◆ About this task: Find each line below that includes "give", then copy it.

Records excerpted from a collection
--- START ---

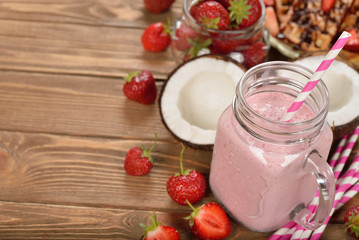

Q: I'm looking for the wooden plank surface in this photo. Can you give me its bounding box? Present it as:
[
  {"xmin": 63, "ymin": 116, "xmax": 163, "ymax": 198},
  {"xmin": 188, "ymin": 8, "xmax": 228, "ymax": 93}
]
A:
[
  {"xmin": 0, "ymin": 0, "xmax": 358, "ymax": 239},
  {"xmin": 0, "ymin": 70, "xmax": 169, "ymax": 139}
]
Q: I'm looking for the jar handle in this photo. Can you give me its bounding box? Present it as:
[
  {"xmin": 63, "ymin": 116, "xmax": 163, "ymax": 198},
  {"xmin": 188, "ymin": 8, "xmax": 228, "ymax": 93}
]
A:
[{"xmin": 291, "ymin": 149, "xmax": 335, "ymax": 230}]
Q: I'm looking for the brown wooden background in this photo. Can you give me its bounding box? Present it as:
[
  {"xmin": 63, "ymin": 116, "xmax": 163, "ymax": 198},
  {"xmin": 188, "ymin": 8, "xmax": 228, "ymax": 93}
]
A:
[{"xmin": 0, "ymin": 0, "xmax": 358, "ymax": 239}]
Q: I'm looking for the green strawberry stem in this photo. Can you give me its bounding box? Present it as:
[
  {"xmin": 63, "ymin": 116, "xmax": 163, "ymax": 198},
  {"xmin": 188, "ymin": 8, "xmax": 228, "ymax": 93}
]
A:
[
  {"xmin": 179, "ymin": 143, "xmax": 186, "ymax": 173},
  {"xmin": 228, "ymin": 0, "xmax": 252, "ymax": 25},
  {"xmin": 141, "ymin": 133, "xmax": 157, "ymax": 164},
  {"xmin": 200, "ymin": 16, "xmax": 220, "ymax": 29},
  {"xmin": 124, "ymin": 71, "xmax": 140, "ymax": 83},
  {"xmin": 175, "ymin": 143, "xmax": 192, "ymax": 176},
  {"xmin": 184, "ymin": 200, "xmax": 203, "ymax": 227},
  {"xmin": 140, "ymin": 212, "xmax": 161, "ymax": 240},
  {"xmin": 187, "ymin": 37, "xmax": 212, "ymax": 59},
  {"xmin": 163, "ymin": 18, "xmax": 172, "ymax": 35},
  {"xmin": 345, "ymin": 212, "xmax": 359, "ymax": 238}
]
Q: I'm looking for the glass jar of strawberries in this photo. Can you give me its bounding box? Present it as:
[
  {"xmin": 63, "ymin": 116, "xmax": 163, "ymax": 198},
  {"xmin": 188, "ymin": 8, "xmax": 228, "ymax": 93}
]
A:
[{"xmin": 171, "ymin": 0, "xmax": 270, "ymax": 69}]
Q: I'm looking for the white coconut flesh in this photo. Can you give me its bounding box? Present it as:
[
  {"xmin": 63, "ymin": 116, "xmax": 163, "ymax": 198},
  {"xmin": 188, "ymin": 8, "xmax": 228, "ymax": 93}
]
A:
[
  {"xmin": 294, "ymin": 55, "xmax": 359, "ymax": 128},
  {"xmin": 160, "ymin": 56, "xmax": 245, "ymax": 147}
]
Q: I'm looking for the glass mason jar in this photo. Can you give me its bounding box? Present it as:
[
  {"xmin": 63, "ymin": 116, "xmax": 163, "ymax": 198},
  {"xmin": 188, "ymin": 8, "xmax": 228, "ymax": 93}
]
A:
[
  {"xmin": 209, "ymin": 61, "xmax": 335, "ymax": 232},
  {"xmin": 171, "ymin": 0, "xmax": 270, "ymax": 68}
]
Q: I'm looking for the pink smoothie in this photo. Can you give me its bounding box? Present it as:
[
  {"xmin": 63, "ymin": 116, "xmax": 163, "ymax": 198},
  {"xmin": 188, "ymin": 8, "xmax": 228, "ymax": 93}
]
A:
[{"xmin": 209, "ymin": 92, "xmax": 333, "ymax": 232}]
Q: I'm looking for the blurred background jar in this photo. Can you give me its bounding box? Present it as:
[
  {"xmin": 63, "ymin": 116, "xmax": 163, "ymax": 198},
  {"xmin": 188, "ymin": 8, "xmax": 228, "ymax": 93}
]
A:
[{"xmin": 171, "ymin": 0, "xmax": 270, "ymax": 69}]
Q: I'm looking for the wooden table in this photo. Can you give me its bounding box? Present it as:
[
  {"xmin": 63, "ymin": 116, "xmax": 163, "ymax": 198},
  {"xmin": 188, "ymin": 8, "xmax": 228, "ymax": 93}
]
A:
[{"xmin": 0, "ymin": 0, "xmax": 358, "ymax": 239}]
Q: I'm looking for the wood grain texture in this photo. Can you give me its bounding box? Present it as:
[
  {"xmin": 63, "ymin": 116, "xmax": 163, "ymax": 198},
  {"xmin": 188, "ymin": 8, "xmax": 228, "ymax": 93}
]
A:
[
  {"xmin": 0, "ymin": 130, "xmax": 214, "ymax": 211},
  {"xmin": 0, "ymin": 130, "xmax": 357, "ymax": 239},
  {"xmin": 0, "ymin": 201, "xmax": 272, "ymax": 240},
  {"xmin": 0, "ymin": 202, "xmax": 353, "ymax": 240},
  {"xmin": 0, "ymin": 0, "xmax": 358, "ymax": 239},
  {"xmin": 0, "ymin": 70, "xmax": 172, "ymax": 139},
  {"xmin": 0, "ymin": 0, "xmax": 183, "ymax": 28},
  {"xmin": 0, "ymin": 19, "xmax": 177, "ymax": 79}
]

--- END ---

◆ Your solution:
Q: I'm looking for the wooden plank surface in this photo. Can you give me its bounding box? Present it as:
Q: I'm looking for the jar handle in this photo. Can you give me its bounding box? Present it as:
Q: I'm looking for the brown wooden background in this photo. Can you give me its bounding box? Present it as:
Q: I'm looking for the green strawberry stem in this photo. Can you give me its bounding box? Present it as:
Q: I'm looking for the glass jar of strawberries in this photo. Can you give me its bounding box? Present it as:
Q: I'm looking for the white coconut flesh in this photo. Can you give me its bounding box? Present it as:
Q: I'm looking for the glass mason jar in this photo. Can you give me its bounding box? Present it as:
Q: I'm looking for the pink smoothie in this photo. Can you give me its bounding box? Present it as:
Q: I'm looking for the blurred background jar in this photo. Can you give me its bounding box? Present it as:
Q: I'm looking for the wooden table in this photo. Can you give me its bounding box? Present it as:
Q: I'm looking for the wood grain texture in this photo. Can you give me its bounding box? Present it as:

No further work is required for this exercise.